TASK SET
A) In the article on the Penn State perjury charges, who is the lawyers' spokeswoman who offered no immediate comment?
B) Carry on the article about the Penn State perjury charges from its last sentence.

TEXT SEGMENT START

33 Penn State statements listed

HARRISBURG, Pa. — Prosecutors on Friday filed a document listing 33 statements made by two Penn State administrators to support the perjury charges against the men, accused of lying to a grand jury investigating child sex abuse allegations against a former assistant football coach.

A second document defended the case and said a judge should not dismiss the charges.

Sandusky

The statements laid out by the state attorney general’s office are from January 2011, when athletic director Tim Curley and former vice president Gary Schultz appeared before a secret grand jury investigating Jerry Sandusky. Their lawyers’ spokeswoman, Martine Charles, offered no immediate comment about the filings, which The Associated Press obtained late Friday.

Many of the statements downplay the seriousness of a report Curley and Schultz fielded from graduate assistant Mike McQueary, who said he saw Sandusky in the football team shower with a boy a decade ago.

Curley, 57, is quoted saying the report by McQueary was not sexual in nature, while Schultz, 62, is quoted saying he was not told anything more serious than perhaps that Sandusky grabbed the boy’s genitals.

Prosecutors wrote, in an answer to the defense attorneys’ motion for more detail about the allegations, that the state “identifies these statements with the understanding that any or all of these statements will support the charge of perjury, and that it is not required to prove the falsity of every identified statement.”

TEXT SEGMENT END
DATASET CONTENT START

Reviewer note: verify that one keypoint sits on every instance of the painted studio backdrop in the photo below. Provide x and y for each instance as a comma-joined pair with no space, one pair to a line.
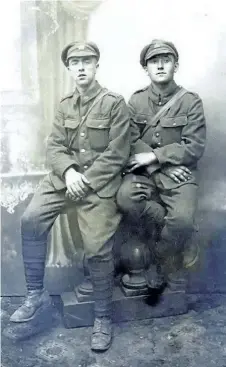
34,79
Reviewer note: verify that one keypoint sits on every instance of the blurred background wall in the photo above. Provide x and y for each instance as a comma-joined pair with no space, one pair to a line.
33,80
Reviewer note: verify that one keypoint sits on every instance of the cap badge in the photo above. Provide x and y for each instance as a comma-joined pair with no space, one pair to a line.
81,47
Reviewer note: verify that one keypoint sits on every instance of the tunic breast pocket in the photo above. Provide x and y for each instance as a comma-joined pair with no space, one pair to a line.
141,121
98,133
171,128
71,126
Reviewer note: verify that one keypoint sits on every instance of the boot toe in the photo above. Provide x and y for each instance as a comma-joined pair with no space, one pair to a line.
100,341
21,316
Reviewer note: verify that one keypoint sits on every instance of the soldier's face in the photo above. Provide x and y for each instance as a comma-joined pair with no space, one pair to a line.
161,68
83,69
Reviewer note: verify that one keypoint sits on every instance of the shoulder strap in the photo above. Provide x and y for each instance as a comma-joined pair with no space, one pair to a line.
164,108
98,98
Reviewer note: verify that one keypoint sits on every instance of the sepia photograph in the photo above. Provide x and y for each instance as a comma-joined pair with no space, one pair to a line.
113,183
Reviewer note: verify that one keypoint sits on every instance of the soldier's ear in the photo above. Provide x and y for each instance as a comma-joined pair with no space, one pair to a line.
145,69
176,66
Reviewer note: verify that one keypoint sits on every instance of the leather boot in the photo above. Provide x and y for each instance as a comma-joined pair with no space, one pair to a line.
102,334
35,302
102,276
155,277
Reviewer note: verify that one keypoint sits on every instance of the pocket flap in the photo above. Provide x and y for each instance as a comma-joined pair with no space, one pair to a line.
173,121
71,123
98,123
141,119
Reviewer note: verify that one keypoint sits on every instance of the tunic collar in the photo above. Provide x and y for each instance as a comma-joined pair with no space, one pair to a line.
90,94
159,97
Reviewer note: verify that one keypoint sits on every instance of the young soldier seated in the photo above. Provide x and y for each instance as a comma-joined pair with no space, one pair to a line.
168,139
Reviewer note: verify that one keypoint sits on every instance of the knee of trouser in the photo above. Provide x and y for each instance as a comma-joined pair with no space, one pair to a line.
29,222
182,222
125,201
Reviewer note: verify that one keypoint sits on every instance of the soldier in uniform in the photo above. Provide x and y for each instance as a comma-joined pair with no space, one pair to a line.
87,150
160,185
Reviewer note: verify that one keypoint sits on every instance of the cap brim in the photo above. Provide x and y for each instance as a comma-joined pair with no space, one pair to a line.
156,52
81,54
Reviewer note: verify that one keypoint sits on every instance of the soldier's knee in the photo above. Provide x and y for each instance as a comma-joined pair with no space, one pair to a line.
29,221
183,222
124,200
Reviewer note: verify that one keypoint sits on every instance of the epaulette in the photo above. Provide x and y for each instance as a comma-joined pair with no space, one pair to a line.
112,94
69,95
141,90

DATASET CONTENT END

EXERCISE ANSWERS
A) Martine Charles

B)
Curley, now on leave from the university, and Schultz, who has retired, were charged in November with perjury and failure to properly report suspected child abuse. They have denied the allegations and have asked a Dauphin County judge to throw out the charges.

Sandusky, 68, awaits trial on dozens of child sexual abuse charges involving 10 boys over a 15-year period. He has denied the allegations and is on house arrest awaiting trial in early June.

Examples of what prosecutors call Curley’s lies include that McQueary told him “they were horsing around, that they were playful,” “I didn’t think it was a crime at the time,” and “I was not aware of anything sexual.”

In regard to Schultz, the examples prosecutors cite include: “I believe that he said that he saw something that he felt was inappropriate between Jerry and a boy,” “the allegations came across as not that serious,” and a series of statements regarding whether the 2002 matter was referred to child protective services to investigate.

“My recollection would be in 2002 that they were asked to look into this allegation,” Schultz is quoted as saying.

In a 28-page answer to the defendants’ pretrial motions, prosecutors said ample evidence was presented during a December preliminary hearing for the case to proceed to trial.

The prosecution said Curley, in his effort to have the charges thrown out, was attempting to “take advantage of the death” of longtime football coach Joe Paterno, who died of complications from lung cancer in January at age 85.

“At the time of the preliminary hearing, the parties stipulated that the grand jury testimony of Paterno would be presented in lieu of live testimony, as Paterno then was undergoing treatment for the cancer,” prosecutors wrote. “Curley does not argue that stipulation was invalid, but that Paterno’s testimony cannot be presented at trial, and so the evidence presented at the preliminary hearing becomes retroactively insufficient.”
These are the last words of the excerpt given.